** Text provided **
§ §

An irate elderly man

"The Caligula Effect", not to be confused with a game with the same name, is a term I made in an attempt to describe the reasoning behind being subordinate under someone, who does not have much reasoning, to deserve loyal subordinates.


In other words, I made this term in order to explain the phenomenon, where a figure of power and authority, have those, even if they are being incompetent, mad, hated and so on; Just like Emperor Caligula himself.


Did you know? The name "Caligula" is a nickname and wasn't Emperor Caligula's true name. Apparently, the nickname means "little boots" in Latin, and he got that nickname, because his mother used to dress him as a Roman soldier when he was a child.


Anyways, despite being an absolute ruler for life, this Emperor was only in power for only 4 years. His reign died with him, when he was assassinated by a military faction, whose power was stronger than the Roman Senate itself.


As Emperor, Caligula was insane, and some may call him today "The Mad Emperor". He would butcher his own citizens, appoint his own horse to a position of authority, have temples in his name, and deem himself a God. Obviously, his position wasn't necessarily respected, but certainly feared.


But how about this, for thought? What if Caligula's power wasn't that important? What if his power was merely given, by others, and none more? What if, he could've easily been disposed of as a tyrant, if no one would've respected his own authority, practically?


The absurdity of such power, which is given, can be regarded as "The Caligula Effect". Have you ever thought to yourselves, why do certain people have their power? Is their power, necessarily objective? A fact, like the dawn of day, per se? Is there anyone that cannot be rebelled against, even by questioning, alone?


So, by this philosophy, it makes a lot of sense that Caligula only survived 4 years as Emperor. Some democratic leaders ruled far longer than he did, and their leadership is divided by terms, not for life! Do you see the irony?


When you are a democratic leader, your leadership is supposed to represent the will of your people. On the other hand, when your leadership is forced by power alone, it is easy to be rebelled, and even be the subject of assassination attempts.

Why are dictators despised? It's not necessarily due to their personality or behaviour, but simply because they are in authority, regardless of whether or not we asked them to be in that position. The mere fact that they are dictators, can be seen as a disrespectful gesture to our own consent, or lack of it, of their positioning.


However! The fact that we may disapprove of their position, does not mean we don't allow it. How come? The answer can be simple: We allow it, as a collective, by not resisting, or not resisting enough. Of course, we as individuals can rebel for ourselves, but it does not mean others will not be in the way, EVEN if said others, disapprove of the leader, themselves.

§ §

** Material provided **
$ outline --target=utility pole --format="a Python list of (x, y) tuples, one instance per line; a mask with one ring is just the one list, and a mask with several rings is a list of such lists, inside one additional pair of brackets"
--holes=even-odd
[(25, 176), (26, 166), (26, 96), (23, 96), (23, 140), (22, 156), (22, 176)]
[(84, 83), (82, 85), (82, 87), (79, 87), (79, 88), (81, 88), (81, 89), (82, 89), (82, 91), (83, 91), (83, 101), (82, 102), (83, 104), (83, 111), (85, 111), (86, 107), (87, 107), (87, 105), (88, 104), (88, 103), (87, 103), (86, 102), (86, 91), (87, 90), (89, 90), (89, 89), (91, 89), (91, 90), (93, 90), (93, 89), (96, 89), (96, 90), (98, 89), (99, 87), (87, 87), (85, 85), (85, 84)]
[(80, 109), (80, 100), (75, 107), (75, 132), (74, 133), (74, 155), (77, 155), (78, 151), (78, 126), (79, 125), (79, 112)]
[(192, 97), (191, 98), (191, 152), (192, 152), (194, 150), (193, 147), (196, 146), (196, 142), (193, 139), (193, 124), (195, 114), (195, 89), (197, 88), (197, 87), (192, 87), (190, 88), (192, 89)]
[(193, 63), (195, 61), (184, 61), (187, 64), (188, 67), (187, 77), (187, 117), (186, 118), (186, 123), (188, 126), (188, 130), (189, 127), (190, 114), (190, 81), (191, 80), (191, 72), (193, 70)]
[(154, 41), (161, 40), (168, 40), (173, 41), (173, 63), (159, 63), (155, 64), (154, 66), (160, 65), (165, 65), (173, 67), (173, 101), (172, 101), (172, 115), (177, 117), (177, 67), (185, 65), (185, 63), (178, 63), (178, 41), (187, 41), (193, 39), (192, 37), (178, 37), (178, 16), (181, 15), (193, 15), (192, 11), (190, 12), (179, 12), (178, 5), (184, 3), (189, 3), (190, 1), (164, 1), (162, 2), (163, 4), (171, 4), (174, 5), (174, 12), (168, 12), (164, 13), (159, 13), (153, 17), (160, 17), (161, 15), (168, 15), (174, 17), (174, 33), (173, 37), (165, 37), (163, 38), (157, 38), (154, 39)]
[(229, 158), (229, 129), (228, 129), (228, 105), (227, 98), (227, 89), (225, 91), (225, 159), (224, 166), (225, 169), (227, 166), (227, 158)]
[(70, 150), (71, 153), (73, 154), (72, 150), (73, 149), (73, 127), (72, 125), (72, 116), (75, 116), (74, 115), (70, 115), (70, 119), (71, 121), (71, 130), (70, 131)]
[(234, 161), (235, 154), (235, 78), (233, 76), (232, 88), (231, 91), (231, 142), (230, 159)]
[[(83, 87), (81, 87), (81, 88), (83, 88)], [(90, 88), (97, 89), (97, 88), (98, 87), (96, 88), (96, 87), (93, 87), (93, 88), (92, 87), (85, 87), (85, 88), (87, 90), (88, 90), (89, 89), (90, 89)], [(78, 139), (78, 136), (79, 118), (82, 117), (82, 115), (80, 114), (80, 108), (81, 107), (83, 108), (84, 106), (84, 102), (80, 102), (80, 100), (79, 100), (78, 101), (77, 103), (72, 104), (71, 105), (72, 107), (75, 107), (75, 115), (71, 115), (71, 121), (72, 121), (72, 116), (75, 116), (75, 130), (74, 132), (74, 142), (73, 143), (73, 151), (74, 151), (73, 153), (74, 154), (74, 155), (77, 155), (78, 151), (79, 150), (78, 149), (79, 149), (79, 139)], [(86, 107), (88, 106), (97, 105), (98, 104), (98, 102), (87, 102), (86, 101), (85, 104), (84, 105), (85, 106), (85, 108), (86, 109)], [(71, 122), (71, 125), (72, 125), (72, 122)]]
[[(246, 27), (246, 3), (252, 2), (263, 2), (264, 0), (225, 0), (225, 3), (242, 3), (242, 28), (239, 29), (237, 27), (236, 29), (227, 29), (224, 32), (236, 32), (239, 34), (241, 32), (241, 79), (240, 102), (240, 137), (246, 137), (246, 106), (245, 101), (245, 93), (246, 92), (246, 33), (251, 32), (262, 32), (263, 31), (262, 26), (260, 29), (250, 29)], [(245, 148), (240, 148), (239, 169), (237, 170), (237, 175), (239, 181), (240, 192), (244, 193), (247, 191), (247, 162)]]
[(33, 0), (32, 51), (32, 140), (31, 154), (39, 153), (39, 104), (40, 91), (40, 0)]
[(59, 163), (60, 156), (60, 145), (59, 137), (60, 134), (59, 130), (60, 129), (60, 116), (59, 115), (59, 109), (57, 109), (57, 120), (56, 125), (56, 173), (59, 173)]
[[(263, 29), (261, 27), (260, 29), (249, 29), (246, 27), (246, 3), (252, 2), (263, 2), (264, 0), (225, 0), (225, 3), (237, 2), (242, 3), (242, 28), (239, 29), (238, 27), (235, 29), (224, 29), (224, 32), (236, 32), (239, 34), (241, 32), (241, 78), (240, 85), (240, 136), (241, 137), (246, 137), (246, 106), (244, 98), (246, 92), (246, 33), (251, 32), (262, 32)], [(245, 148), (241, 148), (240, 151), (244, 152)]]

§ §

** Work required **
From the essay on the Caligula Effect, set down word for word the passage that begins with "Anyways, despite being" and ends with "own authority, practically?".

** Exercise output **
Anyways, despite being an absolute ruler for life, this Emperor was only in power for only 4 years. His reign died with him, when he was assassinated by a military faction, whose power was stronger than the Roman Senate itself.


As Emperor, Caligula was insane, and some may call him today "The Mad Emperor". He would butcher his own citizens, appoint his own horse to a position of authority, have temples in his name, and deem himself a God. Obviously, his position wasn't necessarily respected, but certainly feared.


But how about this, for thought? What if Caligula's power wasn't that important? What if his power was merely given, by others, and none more? What if, he could've easily been disposed of as a tyrant, if no one would've respected his own authority, practically?